▸ INSTRUCTION: Give the data below again exactly as written, without its pictures.

▸ PROVIDED MATERIAL:

>>>>>

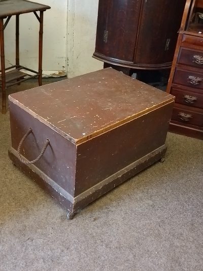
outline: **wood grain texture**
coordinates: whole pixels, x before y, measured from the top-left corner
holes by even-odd
[[[185,0],[99,0],[93,56],[131,68],[170,67],[185,4]]]
[[[172,95],[111,68],[9,98],[77,144],[174,100]]]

<<<<<

▸ ANSWER TO THIS TASK:
outline: **wood grain texture**
coordinates: whole pixels, x before y, measured from the top-left corner
holes by even-odd
[[[185,0],[99,0],[93,56],[131,68],[170,67],[185,4]]]
[[[172,95],[111,68],[9,98],[77,144],[174,100]]]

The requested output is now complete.